**Verilen Alıntı:**
4NS uygulayıcıları çoğu zaman bölgesel temelli, ordusu olmayan ulus-ötesi gruplar oldukları için, taktikleri de geleneksel orduların kullandıklarından farklı olmaktadır. Üniformalı militanların aksine; terör, devrimci taktik ve sıra dışı stratejilerin birleşimlerini kullanmaktadırlar. Faaliyetlerinin çoğu gerilla savaşına veya düşük yoğunluklu çatışmaya benzetilmektedir. Dağıtılmış eylemler, sabotaj, sivil hedeflere karşı şiddet ve etnik temizlik gibi eylemler 4NS taktikleri içinde önemli bir yer oluşturmaktadır. Hedef topluluk veya grubun liderleriyle ile ilgili sistematik cinayetlerin kaçınılmaz bir parçası durumda olmaktadır. Birçok grubun toplu tecavüz ve cinsel tacizde kirletme aracı olarak kullanıldığı da bilinmektedir. Bu duruma en iyi örnek olarak da Balkanlar’daki yaşanan savaşlar gösterilebilir. Terör kampanyaları ve ayrım gözetmeyen acımasızlık eylemleri, hükümet araçlarının gücünü kırmak için kullanılabilmektedir (Tahir & Ejaz, 2018: 46-48).

**Yapılacak Görevler:**
a – Dördüncü nesil savaş taktiklerine ilişkin alıntıda geçen "Faaliyetlerinin çoğu gerilla savaşına veya düşük yoğunluklu çatışmaya benzetilmektedir." cümlesini İngilizceye çeviriniz.
b – Aşağıdaki ifadelerin 4NS taktiklerine ilişkin alıntıyla uyuşup uyuşmadığını belirtiniz. Her ifade için "evet" ya da "hayır" diye yanıt veriniz ve kararı belirleyen sözcükleri alıntıdan aynen aktarınız.
(i) 4NS uygulayıcılarının taktikleri, geleneksel orduların taktikleriyle aynıdır.
(ii) Sabotaj, 4NS taktikleri içinde önemli bir yer tutmaktadır.
(iii) Terör kampanyaları, hükümet araçlarının gücünü kırmak için kullanılabilmektedir.
c – 4NS taktiklerine ilişkin alıntıya göre 4NS uygulayıcıları, üniformalı militanların aksine hangi unsurların birleşimlerini kullanmaktadır?
Yalnızca alıntıdaki bilgilere dayanınız.

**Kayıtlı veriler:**
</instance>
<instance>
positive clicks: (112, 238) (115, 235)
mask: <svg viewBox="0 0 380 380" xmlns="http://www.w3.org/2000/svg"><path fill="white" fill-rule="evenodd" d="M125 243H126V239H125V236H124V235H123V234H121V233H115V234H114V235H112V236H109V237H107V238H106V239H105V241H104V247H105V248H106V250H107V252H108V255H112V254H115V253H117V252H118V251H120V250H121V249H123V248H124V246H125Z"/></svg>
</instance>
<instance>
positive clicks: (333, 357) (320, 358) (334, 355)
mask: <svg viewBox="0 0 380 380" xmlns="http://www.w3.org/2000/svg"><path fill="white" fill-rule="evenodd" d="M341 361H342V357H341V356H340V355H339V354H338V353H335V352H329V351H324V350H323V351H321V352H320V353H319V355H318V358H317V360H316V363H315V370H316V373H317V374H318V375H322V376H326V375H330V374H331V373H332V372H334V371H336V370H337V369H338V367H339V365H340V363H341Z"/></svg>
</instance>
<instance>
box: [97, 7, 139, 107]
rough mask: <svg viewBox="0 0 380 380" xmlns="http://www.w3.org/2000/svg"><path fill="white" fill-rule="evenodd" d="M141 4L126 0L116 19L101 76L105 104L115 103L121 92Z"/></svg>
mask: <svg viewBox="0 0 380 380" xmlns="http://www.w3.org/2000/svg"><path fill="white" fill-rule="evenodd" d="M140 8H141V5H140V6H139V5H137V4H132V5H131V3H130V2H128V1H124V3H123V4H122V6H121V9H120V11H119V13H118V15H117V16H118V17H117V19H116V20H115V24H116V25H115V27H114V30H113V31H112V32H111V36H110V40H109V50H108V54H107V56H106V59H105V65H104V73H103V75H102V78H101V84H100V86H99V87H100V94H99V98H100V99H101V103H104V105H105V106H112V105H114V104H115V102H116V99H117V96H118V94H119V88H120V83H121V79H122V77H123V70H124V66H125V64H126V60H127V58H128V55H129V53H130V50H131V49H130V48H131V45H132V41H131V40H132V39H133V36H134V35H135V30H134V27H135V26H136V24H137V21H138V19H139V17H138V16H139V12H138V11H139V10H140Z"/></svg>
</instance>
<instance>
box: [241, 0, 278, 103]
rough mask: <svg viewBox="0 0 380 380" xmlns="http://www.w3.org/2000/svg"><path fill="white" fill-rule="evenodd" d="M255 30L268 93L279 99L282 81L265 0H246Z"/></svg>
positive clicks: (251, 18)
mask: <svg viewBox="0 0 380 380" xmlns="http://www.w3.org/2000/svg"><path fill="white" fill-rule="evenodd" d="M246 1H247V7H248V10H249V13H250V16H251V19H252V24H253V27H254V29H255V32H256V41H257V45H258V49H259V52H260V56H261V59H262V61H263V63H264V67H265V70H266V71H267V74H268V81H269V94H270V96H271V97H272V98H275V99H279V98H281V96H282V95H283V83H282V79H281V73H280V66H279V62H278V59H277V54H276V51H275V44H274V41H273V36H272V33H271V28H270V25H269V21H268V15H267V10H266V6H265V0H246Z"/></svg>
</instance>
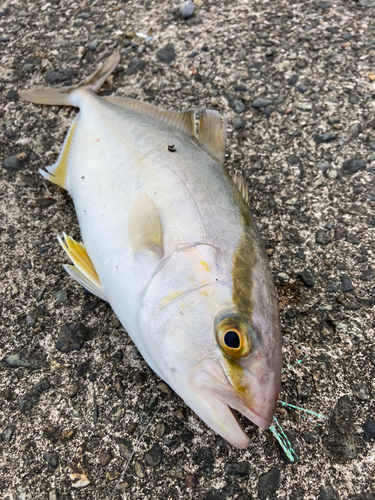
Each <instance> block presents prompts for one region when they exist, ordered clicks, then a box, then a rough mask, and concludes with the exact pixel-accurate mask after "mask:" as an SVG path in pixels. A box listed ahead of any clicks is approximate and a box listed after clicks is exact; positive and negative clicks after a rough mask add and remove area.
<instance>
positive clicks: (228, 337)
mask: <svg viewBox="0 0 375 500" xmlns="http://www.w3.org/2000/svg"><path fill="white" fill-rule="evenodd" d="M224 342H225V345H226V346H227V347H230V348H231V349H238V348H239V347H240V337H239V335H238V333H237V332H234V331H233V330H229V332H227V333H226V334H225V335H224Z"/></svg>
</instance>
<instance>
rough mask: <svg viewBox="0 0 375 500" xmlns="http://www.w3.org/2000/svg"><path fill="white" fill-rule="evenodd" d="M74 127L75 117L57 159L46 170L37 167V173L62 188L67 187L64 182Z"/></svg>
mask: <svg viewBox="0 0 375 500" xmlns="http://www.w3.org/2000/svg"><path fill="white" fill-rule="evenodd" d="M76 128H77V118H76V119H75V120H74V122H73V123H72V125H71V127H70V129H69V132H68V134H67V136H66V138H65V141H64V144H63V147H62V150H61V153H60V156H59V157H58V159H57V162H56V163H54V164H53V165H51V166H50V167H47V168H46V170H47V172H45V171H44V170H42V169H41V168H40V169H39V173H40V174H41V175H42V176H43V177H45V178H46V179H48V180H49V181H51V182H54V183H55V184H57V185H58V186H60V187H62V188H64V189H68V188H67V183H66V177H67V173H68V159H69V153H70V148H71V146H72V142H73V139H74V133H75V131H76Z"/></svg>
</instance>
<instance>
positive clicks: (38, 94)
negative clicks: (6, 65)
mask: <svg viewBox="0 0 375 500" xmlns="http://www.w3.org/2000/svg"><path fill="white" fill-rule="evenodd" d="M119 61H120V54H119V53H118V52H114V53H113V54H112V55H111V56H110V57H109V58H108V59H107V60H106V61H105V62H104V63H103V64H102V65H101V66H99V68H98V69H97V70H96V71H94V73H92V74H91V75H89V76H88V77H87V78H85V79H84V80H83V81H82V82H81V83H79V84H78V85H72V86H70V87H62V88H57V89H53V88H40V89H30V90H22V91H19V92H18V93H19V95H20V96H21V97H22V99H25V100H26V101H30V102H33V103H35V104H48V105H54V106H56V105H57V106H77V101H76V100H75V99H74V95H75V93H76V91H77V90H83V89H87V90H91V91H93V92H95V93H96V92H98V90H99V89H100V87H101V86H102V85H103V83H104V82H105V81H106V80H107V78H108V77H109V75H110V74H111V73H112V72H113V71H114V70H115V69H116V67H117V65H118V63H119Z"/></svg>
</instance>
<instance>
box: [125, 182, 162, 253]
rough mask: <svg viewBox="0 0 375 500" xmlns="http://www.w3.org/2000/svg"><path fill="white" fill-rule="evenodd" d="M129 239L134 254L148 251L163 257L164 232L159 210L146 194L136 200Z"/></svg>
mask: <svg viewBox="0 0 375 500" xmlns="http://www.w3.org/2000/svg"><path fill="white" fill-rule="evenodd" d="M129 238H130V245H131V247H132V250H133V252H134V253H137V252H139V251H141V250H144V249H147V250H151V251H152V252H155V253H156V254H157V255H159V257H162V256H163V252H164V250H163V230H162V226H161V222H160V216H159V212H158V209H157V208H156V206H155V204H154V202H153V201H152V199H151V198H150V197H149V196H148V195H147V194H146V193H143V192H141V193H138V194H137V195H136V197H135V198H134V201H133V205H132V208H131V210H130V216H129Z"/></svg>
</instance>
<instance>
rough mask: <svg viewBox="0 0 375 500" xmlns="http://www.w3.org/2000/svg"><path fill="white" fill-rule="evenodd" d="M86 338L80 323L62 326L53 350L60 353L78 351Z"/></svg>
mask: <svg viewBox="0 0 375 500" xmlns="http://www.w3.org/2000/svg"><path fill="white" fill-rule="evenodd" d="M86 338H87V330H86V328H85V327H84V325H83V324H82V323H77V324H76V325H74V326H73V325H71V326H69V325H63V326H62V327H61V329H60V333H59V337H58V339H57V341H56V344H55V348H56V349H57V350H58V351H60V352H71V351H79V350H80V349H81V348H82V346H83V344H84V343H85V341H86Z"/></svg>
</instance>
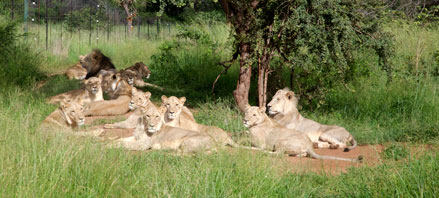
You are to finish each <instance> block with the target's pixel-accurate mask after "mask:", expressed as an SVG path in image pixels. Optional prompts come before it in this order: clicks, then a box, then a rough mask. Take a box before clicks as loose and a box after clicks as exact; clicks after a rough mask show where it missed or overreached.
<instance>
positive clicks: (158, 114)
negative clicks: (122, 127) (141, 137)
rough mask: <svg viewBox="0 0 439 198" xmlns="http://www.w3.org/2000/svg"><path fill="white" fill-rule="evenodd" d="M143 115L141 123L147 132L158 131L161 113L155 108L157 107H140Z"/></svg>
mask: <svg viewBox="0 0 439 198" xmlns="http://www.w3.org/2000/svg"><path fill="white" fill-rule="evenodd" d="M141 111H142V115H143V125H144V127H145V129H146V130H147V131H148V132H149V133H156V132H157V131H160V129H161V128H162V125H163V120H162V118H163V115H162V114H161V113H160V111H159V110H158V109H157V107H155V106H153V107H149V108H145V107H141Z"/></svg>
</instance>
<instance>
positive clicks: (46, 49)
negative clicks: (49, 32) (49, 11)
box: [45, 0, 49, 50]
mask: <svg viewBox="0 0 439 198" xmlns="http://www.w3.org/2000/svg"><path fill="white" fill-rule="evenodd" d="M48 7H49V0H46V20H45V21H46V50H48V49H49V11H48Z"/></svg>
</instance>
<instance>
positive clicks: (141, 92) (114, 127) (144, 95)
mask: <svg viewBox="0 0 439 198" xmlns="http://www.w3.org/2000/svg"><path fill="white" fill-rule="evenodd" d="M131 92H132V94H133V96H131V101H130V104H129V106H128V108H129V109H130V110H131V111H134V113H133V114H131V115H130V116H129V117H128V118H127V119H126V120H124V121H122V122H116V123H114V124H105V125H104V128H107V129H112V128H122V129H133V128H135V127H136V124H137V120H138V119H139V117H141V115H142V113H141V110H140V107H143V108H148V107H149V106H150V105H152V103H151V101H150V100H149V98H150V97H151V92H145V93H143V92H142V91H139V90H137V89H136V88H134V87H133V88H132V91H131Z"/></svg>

**Görev Yanıtları:**
a – Most of their activities are likened to guerrilla warfare or low-intensity conflict.

b –
(i) Hayır: "taktikleri de geleneksel orduların kullandıklarından farklı olmaktadır"
(ii) Evet: "Dağıtılmış eylemler, sabotaj, sivil hedeflere karşı şiddet ve etnik temizlik gibi eylemler 4NS taktikleri içinde önemli bir yer oluşturmaktadır"
(iii) Evet: "Terör kampanyaları ve ayrım gözetmeyen acımasızlık eylemleri, hükümet araçlarının gücünü kırmak için kullanılabilmektedir"

c – Terör, devrimci taktik ve sıra dışı stratejilerin birleşimlerini kullanmaktadırlar.